-- Excerpted text --
---*---
Brady defeated previous district attorney Charles Fickert, who was responsible for the conviction of Tom Mooney and Warren Billings in the Preparedness Day bombing. By 1926, he was convinced that Mooney and Billings were unjustly convicted. In a letter to Governor Friend W. Richardson, Brady wrote "If these matters that have developed during the trials could be called to the attention of a court that had jurisdiction to grant a new trial, undoubtedly a new trial would be granted. Furthermore, if a new trial were granted, there would be no possibility of convicting Mooney or Billings." In 1935, he empaneled a grand jury and hired private investigator Edwin Atherton to report on police corruption in the San Francisco Police Department.
---*---
-- Extracted entries --
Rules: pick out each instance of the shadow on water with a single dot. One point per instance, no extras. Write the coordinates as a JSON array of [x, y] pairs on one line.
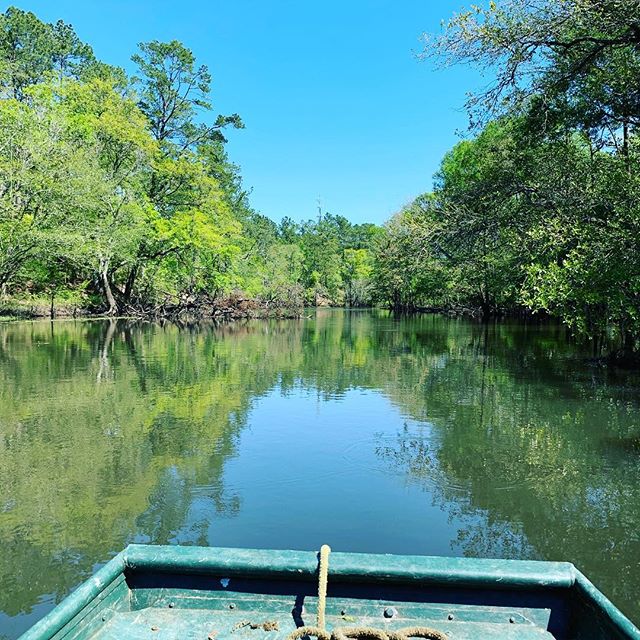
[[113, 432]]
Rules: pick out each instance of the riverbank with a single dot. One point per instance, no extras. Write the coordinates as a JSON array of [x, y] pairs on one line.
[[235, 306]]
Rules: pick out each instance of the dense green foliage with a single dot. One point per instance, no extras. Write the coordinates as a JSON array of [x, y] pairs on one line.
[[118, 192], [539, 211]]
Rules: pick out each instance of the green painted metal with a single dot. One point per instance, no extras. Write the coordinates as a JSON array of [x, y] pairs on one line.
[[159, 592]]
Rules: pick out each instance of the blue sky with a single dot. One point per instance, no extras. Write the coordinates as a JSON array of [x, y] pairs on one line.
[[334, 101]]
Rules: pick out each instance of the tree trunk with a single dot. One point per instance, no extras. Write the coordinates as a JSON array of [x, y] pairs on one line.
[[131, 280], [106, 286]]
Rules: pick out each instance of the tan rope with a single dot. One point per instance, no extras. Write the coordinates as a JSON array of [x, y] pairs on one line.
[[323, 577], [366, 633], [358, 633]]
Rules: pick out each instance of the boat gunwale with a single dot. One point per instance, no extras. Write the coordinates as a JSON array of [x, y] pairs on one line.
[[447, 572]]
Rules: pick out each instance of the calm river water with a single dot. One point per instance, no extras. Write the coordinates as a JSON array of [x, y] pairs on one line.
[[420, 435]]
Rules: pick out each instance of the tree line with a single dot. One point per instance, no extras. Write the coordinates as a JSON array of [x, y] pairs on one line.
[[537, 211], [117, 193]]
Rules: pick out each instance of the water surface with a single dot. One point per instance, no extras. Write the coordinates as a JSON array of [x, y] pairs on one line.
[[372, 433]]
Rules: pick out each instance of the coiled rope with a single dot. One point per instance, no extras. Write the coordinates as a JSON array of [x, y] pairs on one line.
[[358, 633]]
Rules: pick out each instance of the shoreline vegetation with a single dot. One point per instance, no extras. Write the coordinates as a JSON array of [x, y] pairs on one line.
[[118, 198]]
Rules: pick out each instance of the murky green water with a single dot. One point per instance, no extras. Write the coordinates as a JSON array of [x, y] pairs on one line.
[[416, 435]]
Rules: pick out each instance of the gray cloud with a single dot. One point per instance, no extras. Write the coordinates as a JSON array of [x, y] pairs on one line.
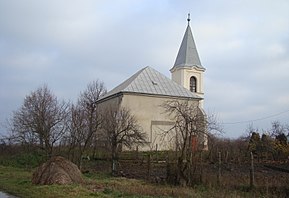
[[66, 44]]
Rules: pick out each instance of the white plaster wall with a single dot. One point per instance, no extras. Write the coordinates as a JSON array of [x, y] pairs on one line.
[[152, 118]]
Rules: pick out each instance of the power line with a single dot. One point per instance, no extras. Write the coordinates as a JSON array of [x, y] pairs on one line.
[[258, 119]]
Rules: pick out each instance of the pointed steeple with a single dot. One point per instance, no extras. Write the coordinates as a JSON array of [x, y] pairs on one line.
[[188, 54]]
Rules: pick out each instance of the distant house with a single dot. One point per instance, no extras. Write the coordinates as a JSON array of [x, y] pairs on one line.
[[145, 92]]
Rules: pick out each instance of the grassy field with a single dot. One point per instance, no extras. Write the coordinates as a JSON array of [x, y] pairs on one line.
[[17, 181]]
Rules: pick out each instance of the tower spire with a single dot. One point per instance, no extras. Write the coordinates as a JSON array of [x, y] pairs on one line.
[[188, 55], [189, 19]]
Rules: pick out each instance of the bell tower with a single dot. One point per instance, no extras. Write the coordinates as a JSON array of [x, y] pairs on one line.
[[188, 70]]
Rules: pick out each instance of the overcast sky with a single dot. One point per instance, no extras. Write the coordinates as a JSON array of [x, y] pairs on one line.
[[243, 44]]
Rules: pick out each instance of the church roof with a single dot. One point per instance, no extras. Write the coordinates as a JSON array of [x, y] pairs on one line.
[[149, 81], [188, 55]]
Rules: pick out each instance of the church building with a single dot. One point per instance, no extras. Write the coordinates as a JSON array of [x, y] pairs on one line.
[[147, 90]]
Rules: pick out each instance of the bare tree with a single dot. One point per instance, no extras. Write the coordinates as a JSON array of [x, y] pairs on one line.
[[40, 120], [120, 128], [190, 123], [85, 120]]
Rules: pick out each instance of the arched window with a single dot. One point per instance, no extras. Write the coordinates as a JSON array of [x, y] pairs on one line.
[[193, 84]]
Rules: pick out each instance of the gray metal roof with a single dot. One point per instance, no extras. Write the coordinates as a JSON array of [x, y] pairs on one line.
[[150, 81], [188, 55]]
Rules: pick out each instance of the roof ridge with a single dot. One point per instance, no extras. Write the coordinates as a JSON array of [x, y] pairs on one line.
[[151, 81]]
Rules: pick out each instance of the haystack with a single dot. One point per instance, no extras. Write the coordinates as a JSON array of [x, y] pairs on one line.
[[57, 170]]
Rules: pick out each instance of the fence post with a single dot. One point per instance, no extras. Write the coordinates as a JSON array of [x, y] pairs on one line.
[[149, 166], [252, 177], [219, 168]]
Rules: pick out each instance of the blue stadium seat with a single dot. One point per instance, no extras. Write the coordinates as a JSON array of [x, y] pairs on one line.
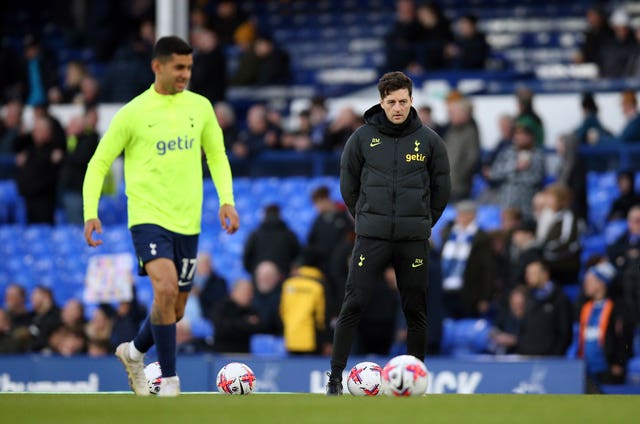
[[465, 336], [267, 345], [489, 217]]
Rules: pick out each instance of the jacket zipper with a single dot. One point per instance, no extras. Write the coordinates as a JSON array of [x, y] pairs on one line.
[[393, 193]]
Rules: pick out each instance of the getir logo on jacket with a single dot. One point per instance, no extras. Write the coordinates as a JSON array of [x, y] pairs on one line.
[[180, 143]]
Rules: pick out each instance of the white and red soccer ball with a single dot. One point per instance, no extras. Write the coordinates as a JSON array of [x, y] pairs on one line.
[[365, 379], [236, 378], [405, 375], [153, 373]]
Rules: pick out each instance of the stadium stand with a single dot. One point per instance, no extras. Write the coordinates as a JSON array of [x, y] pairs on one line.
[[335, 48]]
---*---
-- Instructions --
1. According to the passage about Brady, whom did Brady hire in 1935 to report on police corruption?
2. Repeat the passage about Brady word for word, everything from "Brady defeated previous" down to "Francisco Police Department.".
Rely only on the passage about Brady, not on the entries.

-- Task-by-task outputs --
1. Private investigator Edwin Atherton.

2.
Brady defeated previous district attorney Charles Fickert, who was responsible for the conviction of Tom Mooney and Warren Billings in the Preparedness Day bombing. By 1926, he was convinced that Mooney and Billings were unjustly convicted. In a letter to Governor Friend W. Richardson, Brady wrote "If these matters that have developed during the trials could be called to the attention of a court that had jurisdiction to grant a new trial, undoubtedly a new trial would be granted. Furthermore, if a new trial were granted, there would be no possibility of convicting Mooney or Billings." In 1935, he empaneled a grand jury and hired private investigator Edwin Atherton to report on police corruption in the San Francisco Police Department.